[START]
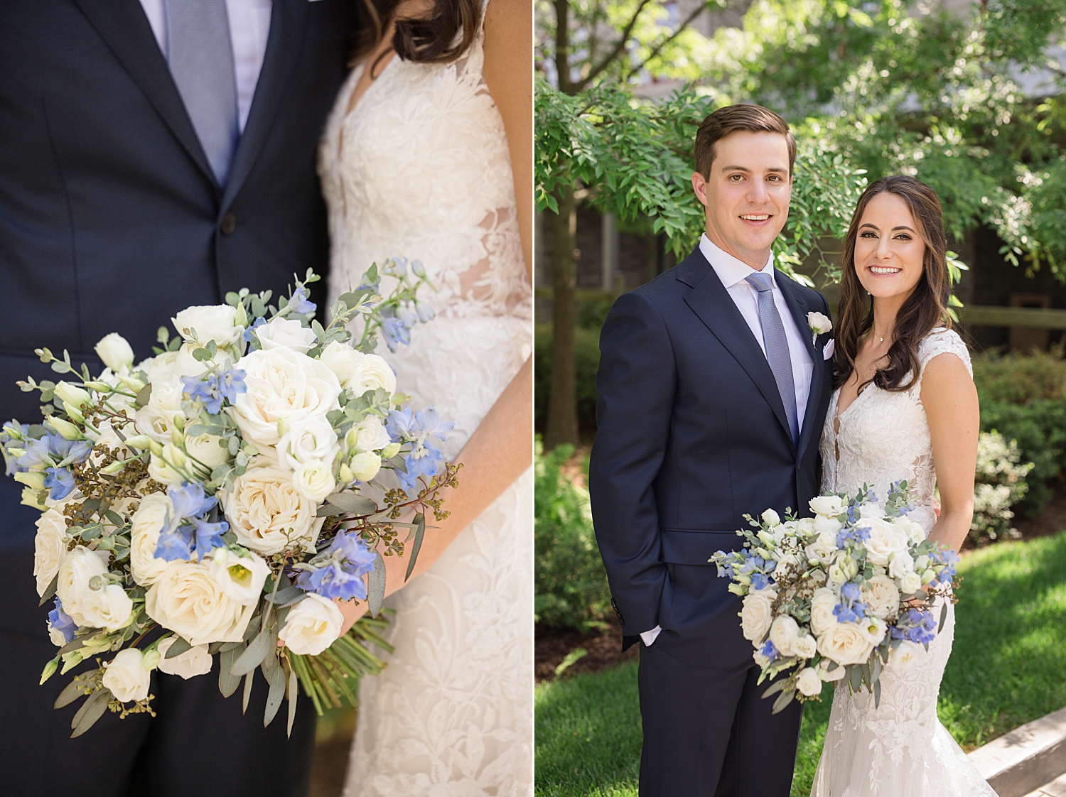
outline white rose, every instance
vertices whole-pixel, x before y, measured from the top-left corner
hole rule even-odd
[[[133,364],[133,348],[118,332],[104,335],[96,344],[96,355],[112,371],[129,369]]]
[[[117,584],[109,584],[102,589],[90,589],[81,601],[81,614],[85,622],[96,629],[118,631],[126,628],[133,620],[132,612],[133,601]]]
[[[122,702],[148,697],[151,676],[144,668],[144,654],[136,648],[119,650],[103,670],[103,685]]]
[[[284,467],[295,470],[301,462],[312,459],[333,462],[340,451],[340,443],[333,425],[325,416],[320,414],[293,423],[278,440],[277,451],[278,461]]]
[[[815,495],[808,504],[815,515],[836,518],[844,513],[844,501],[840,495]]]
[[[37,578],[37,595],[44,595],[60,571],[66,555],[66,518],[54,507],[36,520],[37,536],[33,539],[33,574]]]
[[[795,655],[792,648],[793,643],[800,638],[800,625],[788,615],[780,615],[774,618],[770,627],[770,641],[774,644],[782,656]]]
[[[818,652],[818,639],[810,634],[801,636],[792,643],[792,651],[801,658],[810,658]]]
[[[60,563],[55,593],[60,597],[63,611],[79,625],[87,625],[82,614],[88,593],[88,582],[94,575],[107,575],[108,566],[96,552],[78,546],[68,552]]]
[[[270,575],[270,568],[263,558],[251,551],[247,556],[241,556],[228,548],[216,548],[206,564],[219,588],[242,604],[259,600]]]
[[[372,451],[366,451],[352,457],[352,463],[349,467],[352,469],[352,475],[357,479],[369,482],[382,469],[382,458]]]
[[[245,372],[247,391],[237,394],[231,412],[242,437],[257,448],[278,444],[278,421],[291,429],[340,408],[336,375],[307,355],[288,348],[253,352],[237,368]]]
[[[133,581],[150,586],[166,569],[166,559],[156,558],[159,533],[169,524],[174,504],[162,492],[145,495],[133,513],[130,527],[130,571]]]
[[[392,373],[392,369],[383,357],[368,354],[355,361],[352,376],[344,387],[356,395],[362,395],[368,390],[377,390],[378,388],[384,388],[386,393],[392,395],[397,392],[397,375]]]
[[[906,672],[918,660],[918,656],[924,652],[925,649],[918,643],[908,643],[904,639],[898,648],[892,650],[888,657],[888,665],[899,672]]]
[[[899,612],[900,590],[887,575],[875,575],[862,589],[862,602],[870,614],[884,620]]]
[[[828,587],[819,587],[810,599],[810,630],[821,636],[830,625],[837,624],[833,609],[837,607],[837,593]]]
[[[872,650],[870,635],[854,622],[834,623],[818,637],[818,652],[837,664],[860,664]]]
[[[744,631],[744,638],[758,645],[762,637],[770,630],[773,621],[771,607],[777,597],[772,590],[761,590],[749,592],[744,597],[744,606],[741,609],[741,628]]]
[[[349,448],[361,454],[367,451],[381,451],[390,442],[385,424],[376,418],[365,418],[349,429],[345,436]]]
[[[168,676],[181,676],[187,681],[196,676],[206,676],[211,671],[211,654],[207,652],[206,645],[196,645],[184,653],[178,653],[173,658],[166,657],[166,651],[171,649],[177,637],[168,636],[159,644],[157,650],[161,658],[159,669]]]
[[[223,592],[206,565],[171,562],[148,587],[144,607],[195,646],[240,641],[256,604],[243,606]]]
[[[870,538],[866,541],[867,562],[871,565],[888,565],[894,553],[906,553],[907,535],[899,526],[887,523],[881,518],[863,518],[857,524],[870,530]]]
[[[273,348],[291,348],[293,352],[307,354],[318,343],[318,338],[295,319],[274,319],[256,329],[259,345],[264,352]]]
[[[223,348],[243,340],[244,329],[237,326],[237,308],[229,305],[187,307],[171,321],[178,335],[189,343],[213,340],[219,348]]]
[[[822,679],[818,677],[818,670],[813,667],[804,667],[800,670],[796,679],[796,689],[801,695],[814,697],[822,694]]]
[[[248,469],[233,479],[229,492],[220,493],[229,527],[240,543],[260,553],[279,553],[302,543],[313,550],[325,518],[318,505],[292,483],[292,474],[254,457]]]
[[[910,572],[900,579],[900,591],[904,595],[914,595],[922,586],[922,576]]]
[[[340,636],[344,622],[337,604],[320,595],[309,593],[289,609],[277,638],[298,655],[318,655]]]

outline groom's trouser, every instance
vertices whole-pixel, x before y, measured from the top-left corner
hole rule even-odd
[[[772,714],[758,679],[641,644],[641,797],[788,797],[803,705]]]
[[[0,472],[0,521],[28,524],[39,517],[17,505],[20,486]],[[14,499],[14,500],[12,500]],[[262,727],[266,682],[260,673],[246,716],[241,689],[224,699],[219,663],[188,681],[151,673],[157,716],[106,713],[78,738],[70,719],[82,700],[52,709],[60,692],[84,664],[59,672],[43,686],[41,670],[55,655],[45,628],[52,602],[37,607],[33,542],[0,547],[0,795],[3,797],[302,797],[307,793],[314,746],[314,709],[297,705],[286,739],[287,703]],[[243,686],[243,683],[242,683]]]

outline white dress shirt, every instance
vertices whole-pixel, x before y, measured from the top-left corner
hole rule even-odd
[END]
SET PROBLEM:
Please reproduce all of the entries above line for line, without changing anything and leaving out the pictures.

EXERCISE RESULT:
outline white rose, every instance
vertices whole-pixel, x before y, measured from the top-left corner
hole rule even-odd
[[[133,364],[133,348],[118,332],[104,335],[96,344],[96,355],[112,371],[129,369]]]
[[[117,584],[109,584],[102,589],[90,589],[81,601],[81,614],[85,622],[96,629],[118,631],[126,628],[133,620],[132,612],[133,601]]]
[[[122,702],[148,697],[151,676],[144,668],[144,654],[136,648],[119,650],[103,670],[103,685]]]
[[[284,467],[295,470],[301,462],[312,459],[333,462],[340,451],[340,443],[333,425],[325,416],[320,414],[293,423],[278,440],[277,451],[278,461]]]
[[[815,495],[808,504],[815,515],[836,518],[844,513],[844,501],[840,495]]]
[[[37,578],[37,595],[44,595],[60,571],[66,555],[66,518],[54,507],[36,520],[37,536],[33,539],[33,574]]]
[[[795,655],[792,648],[793,643],[800,638],[800,625],[788,615],[780,615],[774,618],[770,627],[770,641],[774,644],[782,656]]]
[[[818,652],[818,639],[810,634],[801,636],[792,643],[792,651],[801,658],[810,658]]]
[[[60,563],[55,593],[60,597],[63,611],[79,625],[87,625],[82,614],[88,593],[88,582],[94,575],[107,575],[108,566],[96,552],[78,546],[68,552]]]
[[[270,575],[270,568],[263,558],[251,551],[247,556],[241,556],[228,548],[216,548],[206,564],[219,588],[242,604],[259,600]]]
[[[372,451],[366,451],[352,457],[352,463],[349,467],[352,469],[352,475],[357,479],[369,482],[382,469],[382,458]]]
[[[245,372],[247,391],[237,394],[231,412],[242,437],[257,448],[278,444],[278,421],[291,429],[340,408],[336,375],[307,355],[288,348],[253,352],[237,368]]]
[[[133,581],[150,586],[166,569],[166,559],[156,558],[159,533],[169,524],[174,504],[162,492],[145,495],[133,513],[130,527],[130,571]]]
[[[392,373],[392,369],[383,357],[368,354],[355,361],[352,376],[344,387],[356,395],[362,395],[368,390],[377,390],[378,388],[384,388],[386,393],[392,395],[397,392],[397,375]]]
[[[906,672],[918,660],[918,656],[924,652],[925,649],[918,643],[908,643],[904,639],[898,648],[892,650],[888,657],[888,665],[899,672]]]
[[[899,612],[900,590],[887,575],[875,575],[862,589],[862,602],[870,614],[884,620]]]
[[[828,587],[819,587],[810,599],[810,630],[821,636],[830,625],[837,624],[833,609],[837,607],[837,593]]]
[[[872,650],[870,635],[854,622],[834,623],[818,637],[818,652],[837,664],[860,664]]]
[[[744,631],[744,638],[758,645],[762,637],[770,630],[773,621],[771,607],[777,597],[772,590],[761,590],[749,592],[744,597],[744,606],[741,609],[741,628]]]
[[[349,448],[361,454],[367,451],[381,451],[390,442],[385,424],[376,418],[365,418],[349,429],[345,436]]]
[[[168,676],[181,676],[187,681],[196,676],[206,676],[211,671],[211,654],[207,652],[206,645],[196,645],[184,653],[178,653],[173,658],[166,657],[166,651],[171,649],[177,637],[168,636],[159,644],[157,650],[161,658],[159,669]]]
[[[223,592],[206,565],[171,562],[148,587],[144,607],[195,646],[240,641],[256,604],[243,606]]]
[[[870,538],[866,541],[867,562],[871,565],[888,565],[894,553],[906,553],[907,535],[899,526],[887,523],[881,518],[863,518],[857,524],[870,530]]]
[[[273,348],[291,348],[293,352],[307,354],[318,343],[318,338],[295,319],[274,319],[256,329],[259,345],[264,352]]]
[[[223,348],[243,340],[244,329],[237,326],[237,308],[229,305],[187,307],[171,321],[178,335],[189,343],[213,340],[219,348]]]
[[[822,679],[818,677],[818,670],[813,667],[804,667],[800,670],[796,679],[796,689],[801,695],[814,697],[822,694]]]
[[[248,469],[233,479],[229,492],[220,493],[229,527],[240,543],[260,553],[279,553],[302,543],[313,550],[325,518],[318,505],[292,483],[292,474],[254,457]]]
[[[910,572],[900,579],[900,591],[904,595],[914,595],[922,586],[922,576]]]
[[[340,636],[344,622],[337,604],[320,595],[309,593],[289,609],[277,638],[298,655],[318,655]]]

outline groom's trouser, every instance
vertices whole-pixel, x before y, measured from the top-left corner
hole rule even-odd
[[[772,714],[758,679],[641,644],[641,797],[788,797],[803,705]]]
[[[0,472],[0,521],[28,524],[39,517],[17,505],[20,486]],[[14,499],[14,500],[12,500]],[[262,727],[266,682],[260,673],[246,716],[241,689],[224,699],[219,663],[188,681],[151,673],[157,716],[106,713],[78,738],[70,719],[82,700],[52,709],[60,692],[84,664],[59,672],[43,686],[41,670],[55,655],[45,628],[52,602],[37,607],[33,542],[0,547],[0,795],[3,797],[302,797],[307,793],[314,746],[314,709],[297,705],[286,739],[287,703]],[[243,686],[243,683],[242,683]]]

outline white dress shirt, every instance
vertices whole-pixel, x before y, measured from the top-left corner
hole rule even-odd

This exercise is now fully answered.